The extent of the Labour surge was not inevitable, as their leadership understood. To explain the extent of the Labour surge, you need to bring in other factors that Steve Richards and others have talked about, none of which were inevitable.

After the election it was Corbyn, not May, who enjoyed the winner’s honeymoon, and Labour overtook the Conservatives in the polls, peaking at the end of June. But after that politics returned to normal, or as normal as they can be in this Brexit period. Labour’s poll rating began to fall away very slowly, as you might expect with the media now filtering the news that most people see. [2]

Anthony Wells of YouGov directly addresses the question posed in the title of this post here. He points out that many voters are just unaware of issues like Patel’s resignation, and so may not see the full extent of the government’s self-inflicted problems. He also reports a YouGov poll that asks Tory voter why they support the Conservatives. Around half said they supported their aims, even though they were struggling to deliver them. 22% said that they were competent, even though they didn’t agree with all their aims. 19% said that they didn’t agree with their aims and that they were not governing well, but that they were better than Corbyn’s Labour. Is that 19% high or low? No comparative figures from earlier times are offered. Is it surprising, given the treatment of Corbyn by the right wing press? Does that mean that Corbyn is a barrier for Tories switching? - it may, or it may not. Does it mean that Labour have hit some kind of plateau of support? Of course not: the 19% may still be persuaded, and the 22% that somehow think this government is competent are low hanging fruit.
-=-=-
» Aim of the task
Return the part of the Labour polling text from "The extent of the Labour surge was" up to and including "which were inevitable.", copied word for word. The data that comes after this text is separate material and has no connection to it.

» Provided records
-=-=-
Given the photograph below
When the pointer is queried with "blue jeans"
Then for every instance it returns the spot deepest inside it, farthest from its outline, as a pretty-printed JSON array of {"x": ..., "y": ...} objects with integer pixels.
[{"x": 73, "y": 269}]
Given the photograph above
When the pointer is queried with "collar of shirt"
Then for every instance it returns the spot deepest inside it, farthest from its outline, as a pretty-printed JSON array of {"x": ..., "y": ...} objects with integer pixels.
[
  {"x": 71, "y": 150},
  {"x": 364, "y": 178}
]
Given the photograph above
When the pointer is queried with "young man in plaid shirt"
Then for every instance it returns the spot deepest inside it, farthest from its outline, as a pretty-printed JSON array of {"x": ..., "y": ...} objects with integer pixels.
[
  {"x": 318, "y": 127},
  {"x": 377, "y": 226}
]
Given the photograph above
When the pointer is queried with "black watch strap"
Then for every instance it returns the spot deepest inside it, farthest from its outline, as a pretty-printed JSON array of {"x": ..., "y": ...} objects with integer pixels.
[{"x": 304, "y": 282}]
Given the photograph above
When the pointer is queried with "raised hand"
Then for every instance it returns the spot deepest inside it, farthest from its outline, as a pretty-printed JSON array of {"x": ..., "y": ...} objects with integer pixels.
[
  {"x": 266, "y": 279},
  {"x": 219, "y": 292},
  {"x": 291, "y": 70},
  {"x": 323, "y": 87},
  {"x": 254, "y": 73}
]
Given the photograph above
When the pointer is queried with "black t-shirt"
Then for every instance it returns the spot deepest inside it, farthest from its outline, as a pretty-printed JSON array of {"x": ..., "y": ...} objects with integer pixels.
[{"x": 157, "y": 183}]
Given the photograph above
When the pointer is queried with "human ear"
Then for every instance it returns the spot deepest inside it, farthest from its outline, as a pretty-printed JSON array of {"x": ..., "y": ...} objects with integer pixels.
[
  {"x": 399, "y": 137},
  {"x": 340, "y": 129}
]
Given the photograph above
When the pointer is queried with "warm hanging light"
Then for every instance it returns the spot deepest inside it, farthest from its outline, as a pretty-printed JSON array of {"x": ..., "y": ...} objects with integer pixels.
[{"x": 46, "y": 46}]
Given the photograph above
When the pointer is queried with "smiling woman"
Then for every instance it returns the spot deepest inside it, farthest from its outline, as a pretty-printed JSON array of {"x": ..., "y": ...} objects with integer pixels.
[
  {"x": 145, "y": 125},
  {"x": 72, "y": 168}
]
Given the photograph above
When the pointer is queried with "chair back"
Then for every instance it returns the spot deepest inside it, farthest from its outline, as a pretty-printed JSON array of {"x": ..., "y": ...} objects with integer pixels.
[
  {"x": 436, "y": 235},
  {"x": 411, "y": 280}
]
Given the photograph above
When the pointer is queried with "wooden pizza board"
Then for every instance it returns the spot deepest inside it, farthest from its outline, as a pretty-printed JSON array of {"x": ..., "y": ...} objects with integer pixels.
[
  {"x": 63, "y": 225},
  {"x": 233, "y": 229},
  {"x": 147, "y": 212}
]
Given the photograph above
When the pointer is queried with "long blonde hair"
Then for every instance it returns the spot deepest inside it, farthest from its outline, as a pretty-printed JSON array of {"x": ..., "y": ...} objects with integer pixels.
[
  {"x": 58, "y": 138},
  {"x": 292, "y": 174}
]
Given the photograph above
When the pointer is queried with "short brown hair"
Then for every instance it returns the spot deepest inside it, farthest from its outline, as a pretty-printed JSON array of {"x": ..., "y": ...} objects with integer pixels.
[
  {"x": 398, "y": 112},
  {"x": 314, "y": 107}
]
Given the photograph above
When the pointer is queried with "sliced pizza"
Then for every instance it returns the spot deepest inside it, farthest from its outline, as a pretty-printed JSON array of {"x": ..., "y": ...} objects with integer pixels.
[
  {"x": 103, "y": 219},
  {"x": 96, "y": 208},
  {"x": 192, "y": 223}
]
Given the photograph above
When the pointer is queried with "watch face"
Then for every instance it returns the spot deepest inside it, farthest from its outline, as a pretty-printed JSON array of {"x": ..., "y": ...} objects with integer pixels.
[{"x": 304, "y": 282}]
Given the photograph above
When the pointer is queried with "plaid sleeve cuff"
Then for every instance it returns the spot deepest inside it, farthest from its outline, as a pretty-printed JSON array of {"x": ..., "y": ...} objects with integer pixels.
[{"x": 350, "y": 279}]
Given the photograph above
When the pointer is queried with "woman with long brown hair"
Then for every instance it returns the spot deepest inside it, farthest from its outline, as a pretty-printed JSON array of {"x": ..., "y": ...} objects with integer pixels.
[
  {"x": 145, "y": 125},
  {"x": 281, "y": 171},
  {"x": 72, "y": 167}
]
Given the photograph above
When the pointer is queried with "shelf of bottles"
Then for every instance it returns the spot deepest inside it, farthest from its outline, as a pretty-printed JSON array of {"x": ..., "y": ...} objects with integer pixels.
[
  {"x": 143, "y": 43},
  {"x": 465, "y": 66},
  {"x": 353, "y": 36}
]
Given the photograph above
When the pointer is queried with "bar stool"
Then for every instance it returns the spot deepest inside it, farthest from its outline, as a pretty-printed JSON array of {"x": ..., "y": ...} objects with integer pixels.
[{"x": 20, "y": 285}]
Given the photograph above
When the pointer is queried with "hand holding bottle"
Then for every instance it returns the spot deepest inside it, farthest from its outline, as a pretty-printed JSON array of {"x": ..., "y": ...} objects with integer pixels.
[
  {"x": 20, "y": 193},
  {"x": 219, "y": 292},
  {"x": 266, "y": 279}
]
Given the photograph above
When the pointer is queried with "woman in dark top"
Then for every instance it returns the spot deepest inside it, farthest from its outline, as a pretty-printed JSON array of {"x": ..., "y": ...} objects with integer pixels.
-=-=-
» Reply to the exercise
The extent of the Labour surge was not inevitable, as their leadership understood. To explain the extent of the Labour surge, you need to bring in other factors that Steve Richards and others have talked about, none of which were inevitable.